» Segmentation labeling lines
:::::

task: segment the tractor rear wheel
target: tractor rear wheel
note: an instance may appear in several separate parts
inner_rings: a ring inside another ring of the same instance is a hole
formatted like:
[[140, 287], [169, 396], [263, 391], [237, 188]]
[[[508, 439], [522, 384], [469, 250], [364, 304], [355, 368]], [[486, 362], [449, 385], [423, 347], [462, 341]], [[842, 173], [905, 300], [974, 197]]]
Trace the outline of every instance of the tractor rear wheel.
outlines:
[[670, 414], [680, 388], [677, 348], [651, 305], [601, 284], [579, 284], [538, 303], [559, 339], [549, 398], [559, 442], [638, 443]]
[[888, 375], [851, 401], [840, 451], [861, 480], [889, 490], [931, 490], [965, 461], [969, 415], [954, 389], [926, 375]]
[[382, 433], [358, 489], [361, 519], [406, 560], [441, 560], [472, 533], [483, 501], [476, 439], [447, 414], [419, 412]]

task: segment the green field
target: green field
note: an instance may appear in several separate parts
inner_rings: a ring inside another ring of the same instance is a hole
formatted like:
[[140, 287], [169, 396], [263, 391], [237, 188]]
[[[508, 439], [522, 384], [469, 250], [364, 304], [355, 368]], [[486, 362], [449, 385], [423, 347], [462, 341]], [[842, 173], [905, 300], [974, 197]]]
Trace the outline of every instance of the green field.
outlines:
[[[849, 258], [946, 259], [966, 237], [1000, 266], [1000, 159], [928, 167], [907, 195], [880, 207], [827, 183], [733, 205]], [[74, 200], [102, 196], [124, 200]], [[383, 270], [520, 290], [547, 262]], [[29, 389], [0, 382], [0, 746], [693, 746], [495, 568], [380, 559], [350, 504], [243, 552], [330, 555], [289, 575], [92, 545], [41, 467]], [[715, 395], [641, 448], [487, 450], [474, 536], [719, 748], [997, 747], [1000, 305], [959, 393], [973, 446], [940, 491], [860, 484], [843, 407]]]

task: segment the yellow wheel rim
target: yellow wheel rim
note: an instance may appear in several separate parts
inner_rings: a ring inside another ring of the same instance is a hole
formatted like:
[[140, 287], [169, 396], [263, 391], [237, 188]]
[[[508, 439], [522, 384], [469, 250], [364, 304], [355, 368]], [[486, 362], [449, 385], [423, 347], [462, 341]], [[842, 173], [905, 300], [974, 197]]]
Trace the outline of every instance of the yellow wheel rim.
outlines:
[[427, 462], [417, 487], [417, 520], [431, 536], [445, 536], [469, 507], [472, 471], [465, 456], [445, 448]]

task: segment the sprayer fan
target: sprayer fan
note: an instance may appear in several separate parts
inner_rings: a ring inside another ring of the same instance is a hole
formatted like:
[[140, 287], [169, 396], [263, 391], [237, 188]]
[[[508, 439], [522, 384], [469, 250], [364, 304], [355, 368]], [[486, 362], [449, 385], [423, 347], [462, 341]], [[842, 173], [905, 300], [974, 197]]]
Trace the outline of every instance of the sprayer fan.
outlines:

:::::

» What the task asks
Copy all of the lines above verbatim.

» Complete answer
task: segment the tractor rear wheel
target: tractor rear wheel
note: an instance may appear in several separate parts
inner_rings: a ring inside another ring of the same instance is a hole
formatted like:
[[140, 287], [169, 396], [263, 391], [237, 188]]
[[[508, 439], [522, 384], [469, 250], [364, 304], [355, 368]], [[486, 362], [449, 385], [423, 347], [462, 341]], [[842, 173], [905, 300], [974, 197]]]
Trace the outline of every instance of the tractor rear wheel.
outlines:
[[670, 414], [680, 388], [677, 348], [651, 305], [601, 284], [579, 284], [538, 303], [559, 339], [549, 398], [559, 442], [638, 443]]
[[888, 375], [851, 401], [840, 451], [861, 480], [889, 490], [931, 490], [965, 461], [969, 415], [954, 389], [926, 375]]
[[382, 433], [358, 489], [361, 519], [406, 560], [441, 560], [472, 533], [483, 501], [476, 439], [447, 414], [419, 412]]

task: segment the green field
target: green field
note: an instance may appear in several separate parts
inner_rings: a ring inside another ring of the same instance is a hole
formatted like:
[[140, 287], [169, 396], [263, 391], [237, 188]]
[[[508, 439], [522, 384], [469, 250], [364, 304], [355, 368]], [[486, 362], [449, 385], [423, 347], [462, 341]], [[842, 173], [905, 300], [974, 197]]]
Trace the outline of every instance of the green field.
outlines:
[[[849, 258], [946, 259], [966, 237], [1000, 266], [1000, 159], [928, 167], [907, 195], [880, 207], [827, 183], [733, 205]], [[74, 200], [102, 196], [124, 200]], [[383, 270], [520, 290], [547, 262]], [[29, 389], [0, 382], [0, 746], [693, 746], [495, 568], [380, 559], [350, 504], [243, 552], [330, 555], [289, 575], [92, 545], [41, 467]], [[715, 395], [641, 448], [487, 450], [474, 536], [719, 748], [997, 747], [1000, 305], [959, 393], [973, 446], [940, 491], [860, 484], [843, 407]]]

task: segment the yellow wheel rim
target: yellow wheel rim
note: an instance may appear in several separate parts
inner_rings: a ring inside another ring of the same instance is a hole
formatted like:
[[140, 287], [169, 396], [263, 391], [237, 188]]
[[[508, 439], [522, 384], [469, 250], [364, 304], [355, 368]], [[486, 362], [449, 385], [423, 347], [462, 341]], [[842, 173], [905, 300], [974, 197]]]
Trace the outline of every instance of the yellow wheel rim.
outlines:
[[427, 462], [417, 487], [417, 520], [431, 536], [445, 536], [469, 507], [472, 471], [465, 456], [445, 448]]

task: segment the sprayer fan
target: sprayer fan
note: an instance may appear in several separate parts
inner_rings: a ring inside another ring of the same instance is a hole
formatted like:
[[140, 287], [169, 396], [263, 391], [237, 188]]
[[[508, 439], [522, 384], [469, 250], [364, 304], [355, 368]], [[486, 362], [449, 385], [423, 347], [462, 341]], [[842, 173], [905, 300], [974, 197]]]
Trace the outline of every instance of the sprayer fan.
outlines:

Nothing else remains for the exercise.